Monday, October 29, 2012

Walk the makeup aisle of any store that sells cosmetics, and you'll probably see plenty of products touting anti-aging benefits. A wise shopper, however, will be cautious. Some of these companies use some extravagant wording to help sell their products. The Food and Drug Administration (FDA) keeps an eye out for false claims. Recently, it issued a warning to L'Oreal concerning phrases found on its website that made questionable statements about several of its products.
The letter singles out a number of beauty items. The warning also outlines some of the phrases in question. One claim said the Genetique Eye Youth Activating Eye Concentrate "boosts the activity of genes and stimulates the production of youth proteins." Two other products, the Absolute Precious Cells Advanced Regenerating and Reconstructing Cream SPF 15 Sunscreen, claimed that customers would "see significant deep wrinkle reductions in UV damaged skin, clinically proven."
The FDA warns that L'Oreal's products are not "generally recognized among qualified experts as safe and effective for the above referenced uses," and strongly urges the company to correct its website.
 L'Oreal isn't the first company to receive such a warning. Around the same time that the FDA warned the beauty company, it also wrote a letter to Greek Island Labs, which offered a product known as Athena 7 Minute Life. The company claimed this product was "a safe and effective alternative to Botox."
Fortunately, products like Botox and other injectable fillers have been given the stamp of approval by the FDA, which is part of the reason why they've become so popular over the past few years.
The background for this blog message was provided by the American Society for Aesthetic Plastic Surgery, of which I am a member.

__DATA FOR ANALYSIS__
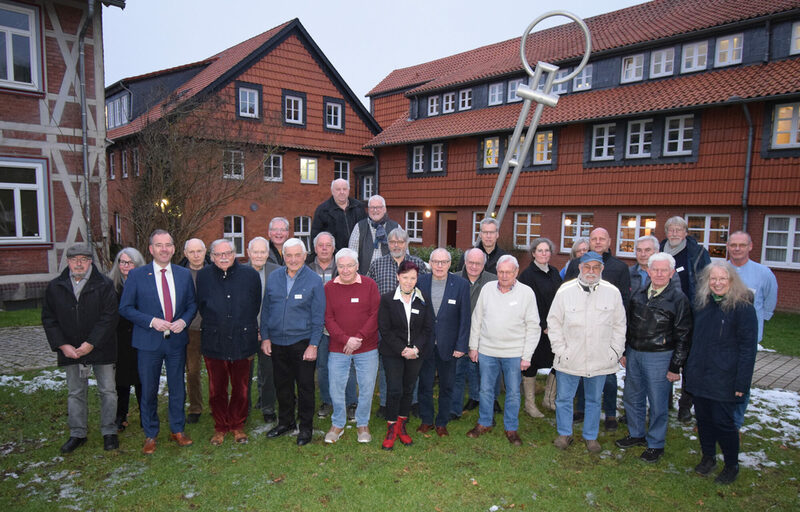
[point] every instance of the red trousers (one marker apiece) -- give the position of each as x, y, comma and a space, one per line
229, 414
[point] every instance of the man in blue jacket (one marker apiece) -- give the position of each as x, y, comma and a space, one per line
292, 316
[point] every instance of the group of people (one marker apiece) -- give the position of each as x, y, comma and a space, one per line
359, 311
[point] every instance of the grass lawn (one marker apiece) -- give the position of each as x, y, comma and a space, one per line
454, 473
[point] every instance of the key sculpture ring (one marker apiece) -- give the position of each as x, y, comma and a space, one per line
515, 155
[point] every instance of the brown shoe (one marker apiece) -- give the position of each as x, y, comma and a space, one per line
478, 431
513, 437
149, 446
239, 436
181, 438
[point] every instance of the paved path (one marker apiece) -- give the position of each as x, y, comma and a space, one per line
25, 348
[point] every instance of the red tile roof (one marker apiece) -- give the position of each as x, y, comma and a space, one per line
684, 91
650, 21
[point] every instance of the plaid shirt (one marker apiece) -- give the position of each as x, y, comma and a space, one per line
384, 271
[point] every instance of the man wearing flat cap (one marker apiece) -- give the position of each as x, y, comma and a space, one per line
79, 316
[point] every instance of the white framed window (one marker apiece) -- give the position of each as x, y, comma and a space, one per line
433, 105
293, 109
710, 231
418, 159
728, 50
333, 115
695, 57
583, 80
543, 148
513, 85
678, 135
465, 99
527, 226
632, 68
233, 164
273, 167
341, 170
491, 152
781, 247
631, 226
662, 62
20, 67
448, 102
233, 230
575, 225
23, 202
786, 126
603, 140
123, 156
302, 229
248, 102
308, 170
437, 157
496, 94
414, 226
640, 138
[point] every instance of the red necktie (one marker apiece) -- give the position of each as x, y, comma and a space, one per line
166, 295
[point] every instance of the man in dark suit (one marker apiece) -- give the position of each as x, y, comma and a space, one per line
449, 295
159, 299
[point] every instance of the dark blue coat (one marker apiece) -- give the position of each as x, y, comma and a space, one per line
451, 326
723, 352
229, 303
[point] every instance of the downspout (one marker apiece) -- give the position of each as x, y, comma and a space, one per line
87, 212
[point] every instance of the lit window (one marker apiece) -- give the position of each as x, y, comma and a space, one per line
414, 226
695, 56
23, 202
781, 241
232, 164
308, 170
729, 50
603, 140
786, 126
632, 68
678, 135
575, 225
640, 138
273, 167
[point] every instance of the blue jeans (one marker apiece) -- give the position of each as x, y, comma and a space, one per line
566, 386
339, 370
609, 396
490, 368
323, 379
646, 382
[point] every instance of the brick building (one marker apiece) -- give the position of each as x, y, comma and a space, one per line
686, 107
43, 178
276, 89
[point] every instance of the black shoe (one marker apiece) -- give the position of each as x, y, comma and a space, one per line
72, 444
110, 442
471, 404
281, 430
652, 455
304, 437
630, 442
706, 466
727, 475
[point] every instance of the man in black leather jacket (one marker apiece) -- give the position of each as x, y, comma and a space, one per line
657, 344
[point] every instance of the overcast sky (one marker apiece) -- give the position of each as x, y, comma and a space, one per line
364, 40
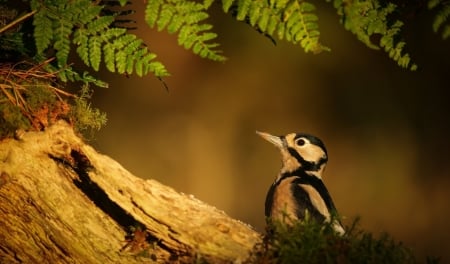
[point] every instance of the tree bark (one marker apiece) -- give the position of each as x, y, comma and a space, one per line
63, 202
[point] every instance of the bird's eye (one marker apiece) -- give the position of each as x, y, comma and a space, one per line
300, 142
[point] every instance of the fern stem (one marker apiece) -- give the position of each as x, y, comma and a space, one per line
17, 21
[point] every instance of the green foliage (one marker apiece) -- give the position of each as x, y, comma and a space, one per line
87, 119
441, 20
186, 18
31, 99
374, 23
58, 24
293, 20
312, 242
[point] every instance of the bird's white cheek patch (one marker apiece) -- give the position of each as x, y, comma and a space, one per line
312, 153
284, 206
290, 163
316, 200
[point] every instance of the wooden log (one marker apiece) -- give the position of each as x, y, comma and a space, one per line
63, 202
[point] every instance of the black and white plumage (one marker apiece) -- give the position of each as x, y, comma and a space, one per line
299, 188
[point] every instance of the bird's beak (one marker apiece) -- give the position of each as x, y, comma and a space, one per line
277, 141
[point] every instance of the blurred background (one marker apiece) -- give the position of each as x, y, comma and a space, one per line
386, 129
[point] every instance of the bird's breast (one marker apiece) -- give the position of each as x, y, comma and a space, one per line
283, 206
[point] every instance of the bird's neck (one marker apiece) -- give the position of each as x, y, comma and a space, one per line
298, 172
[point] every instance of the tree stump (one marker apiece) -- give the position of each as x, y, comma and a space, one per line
63, 202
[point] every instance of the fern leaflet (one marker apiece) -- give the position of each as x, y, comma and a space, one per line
293, 20
441, 20
186, 18
367, 19
59, 23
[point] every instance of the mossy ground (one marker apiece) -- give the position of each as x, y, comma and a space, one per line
32, 99
311, 242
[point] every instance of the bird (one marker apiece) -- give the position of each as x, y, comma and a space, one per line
298, 191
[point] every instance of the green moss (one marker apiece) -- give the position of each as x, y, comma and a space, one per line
86, 118
312, 242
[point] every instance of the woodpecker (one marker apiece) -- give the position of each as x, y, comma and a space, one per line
298, 190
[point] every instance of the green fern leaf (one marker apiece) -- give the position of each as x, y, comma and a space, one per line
95, 52
121, 61
109, 58
441, 17
152, 10
81, 39
99, 24
62, 31
43, 31
366, 18
186, 18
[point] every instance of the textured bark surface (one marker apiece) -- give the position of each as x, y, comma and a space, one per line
62, 202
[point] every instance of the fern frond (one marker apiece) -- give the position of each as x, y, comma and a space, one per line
293, 20
62, 30
441, 19
367, 19
187, 18
94, 35
44, 36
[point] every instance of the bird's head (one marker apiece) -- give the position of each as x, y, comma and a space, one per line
300, 152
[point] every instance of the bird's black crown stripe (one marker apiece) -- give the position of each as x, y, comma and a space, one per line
313, 140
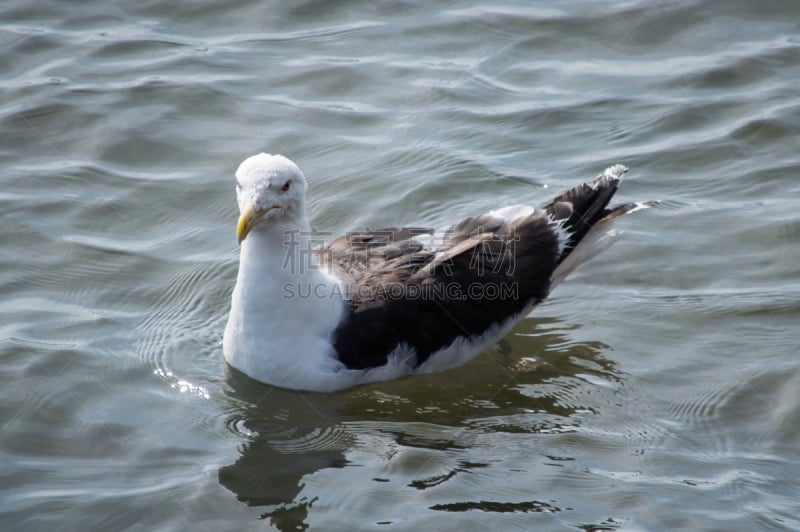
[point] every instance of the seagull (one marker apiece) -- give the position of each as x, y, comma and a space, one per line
377, 305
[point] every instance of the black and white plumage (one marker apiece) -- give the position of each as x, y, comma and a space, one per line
378, 305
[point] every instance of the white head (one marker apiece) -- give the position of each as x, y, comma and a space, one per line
270, 189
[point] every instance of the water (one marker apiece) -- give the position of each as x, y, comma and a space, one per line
664, 391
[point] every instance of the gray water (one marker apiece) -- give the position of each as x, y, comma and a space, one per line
665, 392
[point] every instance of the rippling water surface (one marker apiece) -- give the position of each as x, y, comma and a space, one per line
664, 391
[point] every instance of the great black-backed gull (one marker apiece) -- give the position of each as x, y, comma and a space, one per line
378, 305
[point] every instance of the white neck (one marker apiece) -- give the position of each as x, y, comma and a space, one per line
284, 307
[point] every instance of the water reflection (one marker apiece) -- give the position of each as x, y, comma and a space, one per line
290, 435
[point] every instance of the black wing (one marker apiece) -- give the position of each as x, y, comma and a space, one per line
485, 271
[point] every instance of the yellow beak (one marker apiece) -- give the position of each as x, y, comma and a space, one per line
249, 217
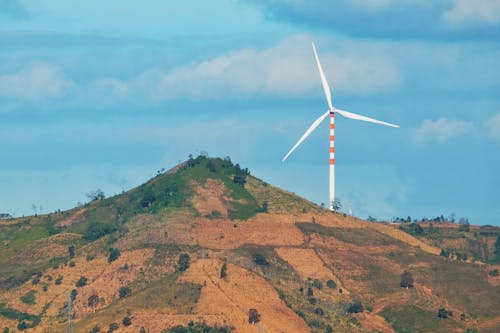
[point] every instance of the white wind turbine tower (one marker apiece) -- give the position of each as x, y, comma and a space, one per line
331, 112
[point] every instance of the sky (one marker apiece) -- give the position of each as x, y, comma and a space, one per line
100, 94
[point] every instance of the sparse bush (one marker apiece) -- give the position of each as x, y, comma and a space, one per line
331, 284
184, 262
113, 327
82, 281
406, 280
95, 329
253, 316
260, 259
113, 254
355, 306
97, 230
29, 297
124, 292
127, 321
223, 271
317, 284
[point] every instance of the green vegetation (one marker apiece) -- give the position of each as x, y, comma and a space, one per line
29, 297
198, 328
183, 262
25, 320
409, 319
113, 254
124, 292
82, 281
356, 236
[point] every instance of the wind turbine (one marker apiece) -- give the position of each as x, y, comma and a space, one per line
331, 112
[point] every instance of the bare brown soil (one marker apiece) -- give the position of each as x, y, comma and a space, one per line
234, 296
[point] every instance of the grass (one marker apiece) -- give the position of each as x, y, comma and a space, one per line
179, 298
356, 236
410, 319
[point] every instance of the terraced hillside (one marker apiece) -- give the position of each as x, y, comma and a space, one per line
208, 243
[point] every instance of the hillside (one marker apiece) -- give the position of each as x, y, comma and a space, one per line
206, 242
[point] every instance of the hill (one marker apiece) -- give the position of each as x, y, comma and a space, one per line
199, 246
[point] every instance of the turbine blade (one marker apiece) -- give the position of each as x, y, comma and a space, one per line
326, 88
363, 118
306, 134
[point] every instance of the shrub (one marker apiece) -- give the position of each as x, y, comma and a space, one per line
184, 262
95, 329
113, 327
355, 307
127, 321
260, 259
124, 292
406, 280
113, 254
253, 316
223, 271
29, 297
317, 284
97, 230
81, 282
331, 284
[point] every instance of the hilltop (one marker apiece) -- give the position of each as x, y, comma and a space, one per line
206, 242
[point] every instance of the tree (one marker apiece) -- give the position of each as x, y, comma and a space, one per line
113, 254
73, 294
223, 271
93, 301
127, 321
336, 205
355, 306
253, 316
124, 292
184, 262
81, 282
96, 195
113, 327
406, 280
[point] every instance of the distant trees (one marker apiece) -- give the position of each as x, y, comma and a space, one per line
71, 251
253, 316
96, 195
223, 271
443, 313
124, 292
113, 254
81, 282
406, 280
184, 262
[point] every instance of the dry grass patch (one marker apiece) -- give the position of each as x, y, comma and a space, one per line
261, 230
234, 296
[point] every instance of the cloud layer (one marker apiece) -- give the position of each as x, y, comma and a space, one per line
447, 19
441, 130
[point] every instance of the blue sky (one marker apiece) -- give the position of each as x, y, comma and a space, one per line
102, 94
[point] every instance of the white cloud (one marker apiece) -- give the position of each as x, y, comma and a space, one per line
493, 126
34, 83
287, 69
441, 130
477, 11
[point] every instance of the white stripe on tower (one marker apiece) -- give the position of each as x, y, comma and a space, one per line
332, 160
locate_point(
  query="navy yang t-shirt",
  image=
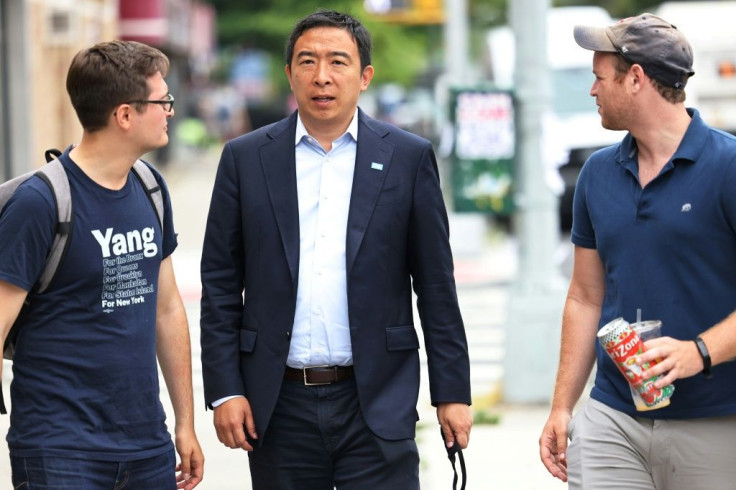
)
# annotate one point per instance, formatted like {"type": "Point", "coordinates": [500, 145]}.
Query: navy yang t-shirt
{"type": "Point", "coordinates": [85, 379]}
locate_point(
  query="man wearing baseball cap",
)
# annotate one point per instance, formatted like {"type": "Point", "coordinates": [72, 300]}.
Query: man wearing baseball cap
{"type": "Point", "coordinates": [654, 229]}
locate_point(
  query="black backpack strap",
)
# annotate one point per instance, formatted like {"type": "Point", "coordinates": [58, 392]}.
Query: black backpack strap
{"type": "Point", "coordinates": [454, 452]}
{"type": "Point", "coordinates": [153, 189]}
{"type": "Point", "coordinates": [55, 177]}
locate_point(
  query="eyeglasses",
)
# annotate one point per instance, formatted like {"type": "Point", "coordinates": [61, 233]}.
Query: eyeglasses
{"type": "Point", "coordinates": [167, 102]}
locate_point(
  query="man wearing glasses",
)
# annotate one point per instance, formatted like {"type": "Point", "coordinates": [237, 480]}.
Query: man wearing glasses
{"type": "Point", "coordinates": [86, 412]}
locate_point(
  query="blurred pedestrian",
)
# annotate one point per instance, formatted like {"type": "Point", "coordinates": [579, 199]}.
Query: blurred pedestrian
{"type": "Point", "coordinates": [654, 228]}
{"type": "Point", "coordinates": [319, 226]}
{"type": "Point", "coordinates": [86, 412]}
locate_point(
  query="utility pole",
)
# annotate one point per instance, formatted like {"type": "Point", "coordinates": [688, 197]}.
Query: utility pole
{"type": "Point", "coordinates": [538, 293]}
{"type": "Point", "coordinates": [456, 41]}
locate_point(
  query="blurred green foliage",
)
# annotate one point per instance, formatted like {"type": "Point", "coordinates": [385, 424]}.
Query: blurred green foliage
{"type": "Point", "coordinates": [401, 53]}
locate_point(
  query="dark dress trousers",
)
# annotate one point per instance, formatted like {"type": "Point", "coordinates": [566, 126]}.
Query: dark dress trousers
{"type": "Point", "coordinates": [397, 237]}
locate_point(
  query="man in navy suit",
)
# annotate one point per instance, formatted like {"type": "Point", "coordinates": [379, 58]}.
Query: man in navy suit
{"type": "Point", "coordinates": [318, 229]}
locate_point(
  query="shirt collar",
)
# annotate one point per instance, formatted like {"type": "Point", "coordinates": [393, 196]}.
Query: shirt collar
{"type": "Point", "coordinates": [301, 131]}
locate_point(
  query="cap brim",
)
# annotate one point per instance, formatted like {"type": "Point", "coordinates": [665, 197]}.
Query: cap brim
{"type": "Point", "coordinates": [594, 39]}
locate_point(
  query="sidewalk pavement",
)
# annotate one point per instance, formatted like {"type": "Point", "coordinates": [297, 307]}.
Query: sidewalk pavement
{"type": "Point", "coordinates": [501, 456]}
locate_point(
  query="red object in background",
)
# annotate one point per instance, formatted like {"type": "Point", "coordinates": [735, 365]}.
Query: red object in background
{"type": "Point", "coordinates": [145, 21]}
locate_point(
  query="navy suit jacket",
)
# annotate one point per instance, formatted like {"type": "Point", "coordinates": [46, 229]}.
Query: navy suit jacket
{"type": "Point", "coordinates": [397, 237]}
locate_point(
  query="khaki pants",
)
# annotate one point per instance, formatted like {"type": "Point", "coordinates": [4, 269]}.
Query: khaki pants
{"type": "Point", "coordinates": [611, 450]}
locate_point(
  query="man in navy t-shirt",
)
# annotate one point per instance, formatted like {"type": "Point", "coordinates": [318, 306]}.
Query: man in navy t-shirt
{"type": "Point", "coordinates": [654, 228]}
{"type": "Point", "coordinates": [86, 412]}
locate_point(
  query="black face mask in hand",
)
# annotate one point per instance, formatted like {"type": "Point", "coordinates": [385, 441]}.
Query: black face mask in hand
{"type": "Point", "coordinates": [451, 452]}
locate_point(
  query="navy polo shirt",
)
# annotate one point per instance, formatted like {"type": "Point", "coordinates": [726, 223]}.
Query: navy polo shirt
{"type": "Point", "coordinates": [669, 249]}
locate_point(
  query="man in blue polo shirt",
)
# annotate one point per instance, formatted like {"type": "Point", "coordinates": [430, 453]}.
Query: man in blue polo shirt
{"type": "Point", "coordinates": [654, 229]}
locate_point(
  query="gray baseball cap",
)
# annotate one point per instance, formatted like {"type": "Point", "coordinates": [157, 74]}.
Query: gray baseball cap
{"type": "Point", "coordinates": [650, 41]}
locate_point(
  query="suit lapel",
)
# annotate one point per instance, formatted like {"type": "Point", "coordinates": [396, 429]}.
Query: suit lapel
{"type": "Point", "coordinates": [279, 168]}
{"type": "Point", "coordinates": [372, 162]}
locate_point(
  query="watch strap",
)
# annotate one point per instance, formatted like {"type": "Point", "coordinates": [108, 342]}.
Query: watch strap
{"type": "Point", "coordinates": [705, 355]}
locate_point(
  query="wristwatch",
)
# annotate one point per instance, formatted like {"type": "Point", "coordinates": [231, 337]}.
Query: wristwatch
{"type": "Point", "coordinates": [703, 351]}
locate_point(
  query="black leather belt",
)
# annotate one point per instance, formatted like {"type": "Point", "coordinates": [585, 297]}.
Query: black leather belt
{"type": "Point", "coordinates": [320, 375]}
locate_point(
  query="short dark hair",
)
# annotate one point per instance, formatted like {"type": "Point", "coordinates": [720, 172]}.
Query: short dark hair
{"type": "Point", "coordinates": [109, 74]}
{"type": "Point", "coordinates": [670, 94]}
{"type": "Point", "coordinates": [330, 18]}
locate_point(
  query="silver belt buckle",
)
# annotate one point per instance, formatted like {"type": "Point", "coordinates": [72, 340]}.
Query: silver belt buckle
{"type": "Point", "coordinates": [307, 383]}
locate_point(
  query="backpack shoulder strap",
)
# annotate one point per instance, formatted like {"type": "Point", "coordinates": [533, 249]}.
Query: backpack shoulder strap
{"type": "Point", "coordinates": [55, 177]}
{"type": "Point", "coordinates": [153, 189]}
{"type": "Point", "coordinates": [7, 188]}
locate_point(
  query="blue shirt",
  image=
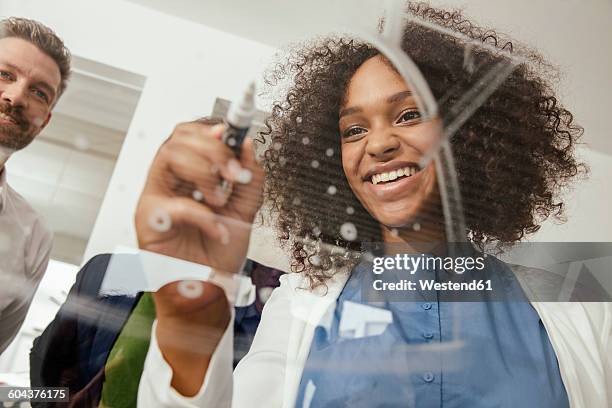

__WHAT IS BEING ASKED__
Translate this sentence from the blog post on the FDA's cosmetics warnings into Spanish: "The Food and Drug Administration (FDA) keeps an eye out for false claims." Work only from the blog post, not the rows.

__TASK OUTPUT__
La Administración de Alimentos y Medicamentos (FDA) está atenta a las afirmaciones falsas.